Report each line of the material below where the word "shirt" can be found.

┌──

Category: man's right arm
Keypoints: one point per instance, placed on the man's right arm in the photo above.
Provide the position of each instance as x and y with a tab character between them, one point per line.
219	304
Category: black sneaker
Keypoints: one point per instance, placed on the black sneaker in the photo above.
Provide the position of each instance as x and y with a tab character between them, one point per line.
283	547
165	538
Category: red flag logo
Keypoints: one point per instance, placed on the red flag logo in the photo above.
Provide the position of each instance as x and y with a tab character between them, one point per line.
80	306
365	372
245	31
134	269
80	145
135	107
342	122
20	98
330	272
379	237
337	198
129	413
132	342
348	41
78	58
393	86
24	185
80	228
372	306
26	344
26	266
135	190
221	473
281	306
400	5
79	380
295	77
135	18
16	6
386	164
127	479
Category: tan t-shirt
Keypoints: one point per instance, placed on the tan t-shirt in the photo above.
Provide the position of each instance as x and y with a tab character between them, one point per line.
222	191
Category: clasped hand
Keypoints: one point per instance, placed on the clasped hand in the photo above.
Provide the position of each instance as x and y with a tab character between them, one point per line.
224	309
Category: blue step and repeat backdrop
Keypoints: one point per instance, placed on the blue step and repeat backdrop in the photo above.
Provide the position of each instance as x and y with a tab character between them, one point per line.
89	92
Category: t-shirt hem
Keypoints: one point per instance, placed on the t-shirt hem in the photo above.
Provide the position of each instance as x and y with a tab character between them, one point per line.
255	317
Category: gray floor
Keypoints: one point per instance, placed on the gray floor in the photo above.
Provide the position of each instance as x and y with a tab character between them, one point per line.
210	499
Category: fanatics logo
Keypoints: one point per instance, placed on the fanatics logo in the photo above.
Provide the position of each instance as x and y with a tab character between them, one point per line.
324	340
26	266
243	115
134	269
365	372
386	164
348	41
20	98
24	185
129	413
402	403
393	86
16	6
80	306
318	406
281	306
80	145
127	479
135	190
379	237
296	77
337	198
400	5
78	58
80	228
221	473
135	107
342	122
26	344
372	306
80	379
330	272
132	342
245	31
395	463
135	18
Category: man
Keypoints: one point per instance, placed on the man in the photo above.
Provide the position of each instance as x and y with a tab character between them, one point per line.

└──

TASK RESPONSE »
Category: tan t-shirt
Keypoints: one point per instance, placed on the tan t-shirt in the photo above.
Category: t-shirt hem
Keypoints: one point per instance, placed on the t-shirt hem in the photo above.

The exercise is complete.